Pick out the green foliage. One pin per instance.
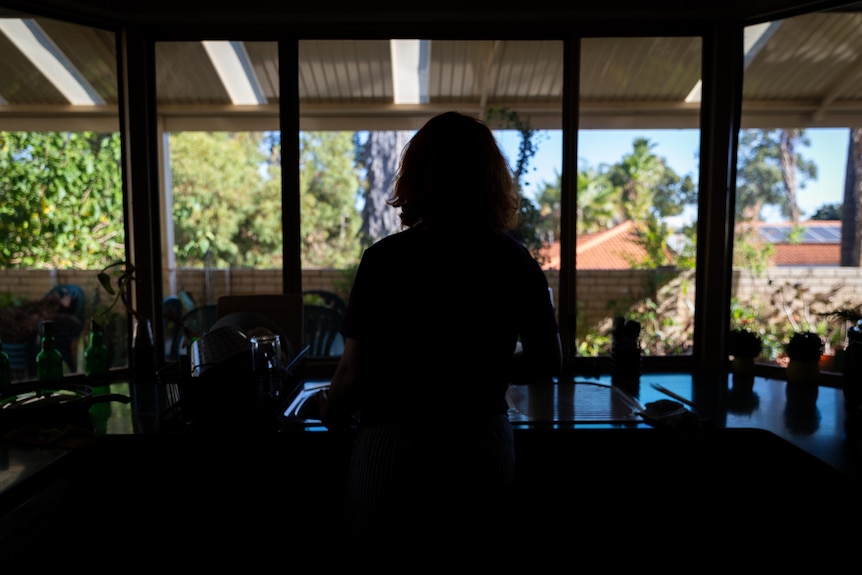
(329, 185)
(529, 217)
(827, 212)
(744, 343)
(66, 200)
(116, 279)
(750, 251)
(804, 346)
(761, 178)
(222, 206)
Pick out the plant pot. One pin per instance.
(51, 406)
(144, 351)
(800, 371)
(742, 366)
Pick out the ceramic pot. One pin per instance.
(799, 371)
(144, 350)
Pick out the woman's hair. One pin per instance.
(453, 172)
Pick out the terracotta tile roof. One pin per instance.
(820, 246)
(612, 249)
(617, 247)
(807, 255)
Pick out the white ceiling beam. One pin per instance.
(38, 47)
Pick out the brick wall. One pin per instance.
(601, 294)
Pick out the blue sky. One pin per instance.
(828, 150)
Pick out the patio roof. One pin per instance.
(802, 72)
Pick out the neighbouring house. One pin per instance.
(819, 244)
(616, 248)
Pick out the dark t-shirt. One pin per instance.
(438, 317)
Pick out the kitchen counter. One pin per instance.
(758, 458)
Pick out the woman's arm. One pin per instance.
(338, 403)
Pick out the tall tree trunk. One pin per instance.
(788, 171)
(380, 156)
(851, 210)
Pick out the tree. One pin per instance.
(851, 212)
(329, 187)
(380, 156)
(598, 201)
(771, 172)
(827, 212)
(62, 201)
(649, 192)
(529, 219)
(217, 189)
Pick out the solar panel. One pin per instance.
(813, 234)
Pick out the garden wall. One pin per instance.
(601, 293)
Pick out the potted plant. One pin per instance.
(744, 346)
(845, 317)
(803, 352)
(117, 278)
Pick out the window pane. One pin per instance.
(796, 253)
(61, 212)
(348, 160)
(222, 185)
(637, 191)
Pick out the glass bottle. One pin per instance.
(5, 370)
(49, 361)
(96, 354)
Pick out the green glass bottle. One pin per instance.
(5, 370)
(49, 361)
(96, 355)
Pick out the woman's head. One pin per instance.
(453, 172)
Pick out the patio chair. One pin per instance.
(323, 312)
(69, 321)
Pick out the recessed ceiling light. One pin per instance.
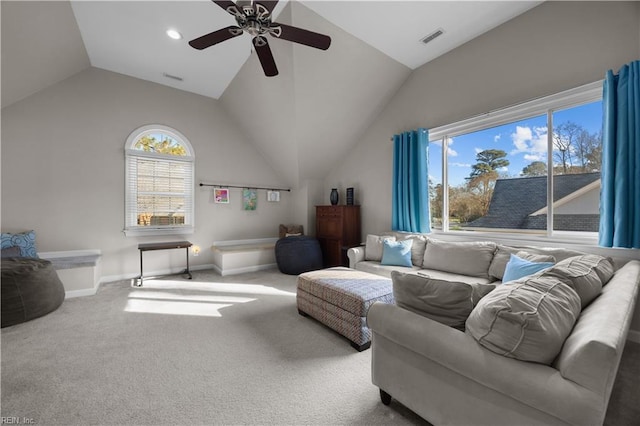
(174, 34)
(433, 35)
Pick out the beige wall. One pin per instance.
(553, 47)
(63, 168)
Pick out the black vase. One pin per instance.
(334, 197)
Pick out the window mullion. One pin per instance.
(549, 173)
(445, 185)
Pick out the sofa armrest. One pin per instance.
(355, 255)
(539, 386)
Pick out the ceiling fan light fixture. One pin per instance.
(174, 34)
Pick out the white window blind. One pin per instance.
(159, 183)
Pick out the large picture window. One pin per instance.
(532, 168)
(159, 182)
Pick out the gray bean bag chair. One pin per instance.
(31, 288)
(295, 255)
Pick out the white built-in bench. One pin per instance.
(238, 256)
(79, 270)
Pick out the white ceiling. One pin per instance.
(128, 37)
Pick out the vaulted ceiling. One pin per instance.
(304, 119)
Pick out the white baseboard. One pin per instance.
(634, 336)
(245, 269)
(113, 278)
(80, 293)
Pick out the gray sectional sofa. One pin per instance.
(452, 376)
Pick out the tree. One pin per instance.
(565, 137)
(483, 178)
(488, 160)
(571, 140)
(536, 168)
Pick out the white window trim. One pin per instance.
(546, 105)
(137, 231)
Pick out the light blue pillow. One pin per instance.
(25, 240)
(518, 268)
(396, 253)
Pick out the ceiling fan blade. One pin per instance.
(265, 56)
(215, 37)
(298, 35)
(229, 6)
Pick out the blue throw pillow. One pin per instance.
(25, 240)
(396, 253)
(518, 268)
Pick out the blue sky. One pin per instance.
(523, 141)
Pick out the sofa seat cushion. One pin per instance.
(466, 258)
(374, 267)
(451, 276)
(448, 302)
(527, 319)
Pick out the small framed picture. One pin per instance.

========================================

◆ **EXERCISE**:
A faithful copy of every record is required, with no pictures included.

◆ **ANSWER SECTION**:
Pick out the green foliage. One pin per instance.
(329, 185)
(529, 217)
(827, 212)
(744, 343)
(66, 200)
(116, 279)
(750, 251)
(804, 346)
(761, 178)
(222, 206)
Pick out the plant pot. One pin per instance.
(51, 406)
(144, 351)
(800, 371)
(742, 366)
Pick out the ceramic pot. One pin per instance.
(799, 371)
(144, 350)
Pick out the woman's hair. One pin per instance.
(453, 172)
Pick out the terracotta tile roof. One pin per instance.
(820, 246)
(612, 249)
(617, 247)
(807, 255)
Pick out the white ceiling beam. One pin per instance.
(38, 47)
Pick out the brick wall. One pin per instance.
(601, 294)
Pick out the blue sky. One pin per instance.
(828, 150)
Pick out the patio roof. One pin per instance.
(802, 72)
Pick out the neighbouring house. One pin per instance.
(819, 244)
(616, 248)
Pick out the dark t-shirt. One pin per instance.
(438, 317)
Pick out the kitchen counter. One pin per instance.
(758, 458)
Pick out the woman's arm. One pin per instance.
(338, 403)
Pick out the tall tree trunk. One pin per instance.
(788, 171)
(380, 156)
(851, 210)
Pick out the tree. One pin per instance.
(851, 212)
(329, 187)
(380, 156)
(598, 201)
(771, 172)
(827, 212)
(62, 201)
(649, 192)
(529, 219)
(217, 189)
Pick out the solar panel. One pin per instance.
(813, 234)
Pick out the garden wall. One pin per instance.
(601, 293)
Pick out the potted plant. One pin per instance.
(744, 346)
(845, 317)
(803, 352)
(117, 278)
Pick out the window pane. One pin per instance.
(796, 253)
(61, 212)
(348, 160)
(222, 185)
(637, 191)
Pick out the glass bottle. One pin per instance.
(5, 370)
(49, 361)
(96, 354)
Pick out the green glass bottle. One pin per instance.
(5, 370)
(49, 361)
(96, 355)
Pick out the woman's head. One pin per instance.
(453, 172)
Pick out the patio chair. One pin per instance.
(323, 312)
(69, 321)
Pick out the recessed ceiling light. One pin per instance.
(174, 34)
(433, 35)
Pick out the beige wall. One pin per instance.
(553, 47)
(63, 168)
Pick out the black vase. One pin per instance.
(334, 197)
Pick out the window mullion. One pin per instance.
(549, 173)
(445, 185)
Pick out the sofa armrest. One pin per instance.
(355, 255)
(539, 386)
Pick out the ceiling fan light fixture. One pin per instance.
(174, 34)
Pick out the white window blind. One pin per instance.
(159, 183)
Pick out the large picture window. One pin per instance.
(532, 168)
(159, 182)
Pick out the gray bean bag chair. One pin per instance.
(31, 288)
(295, 255)
Pick out the white built-in bench. One pin per instance.
(238, 256)
(79, 270)
Pick out the white ceiling. One pin per instance.
(128, 37)
Pick out the vaulted ceiling. One pin per instance.
(304, 119)
Pick out the white baseboard. One pin per instance.
(634, 336)
(245, 269)
(113, 278)
(80, 293)
Pick out the gray sectional sofa. One pin per instance.
(452, 376)
Pick out the tree. One pin per instance.
(565, 137)
(483, 178)
(488, 160)
(571, 140)
(536, 168)
Pick out the white window trim. One pin per instance.
(546, 105)
(137, 231)
Pick out the light blue pillow. One pin per instance.
(25, 240)
(518, 268)
(396, 253)
Pick out the ceiling fan blade. One pin per instance.
(265, 56)
(215, 37)
(298, 35)
(229, 6)
Pick out the blue throw pillow. One pin per instance.
(25, 240)
(396, 253)
(518, 268)
Pick out the blue sky. One pin per instance.
(523, 141)
Pick out the sofa seat cushion. One pin per instance.
(466, 258)
(374, 267)
(451, 276)
(448, 302)
(527, 319)
Pick out the small framed picture. One pin per instance.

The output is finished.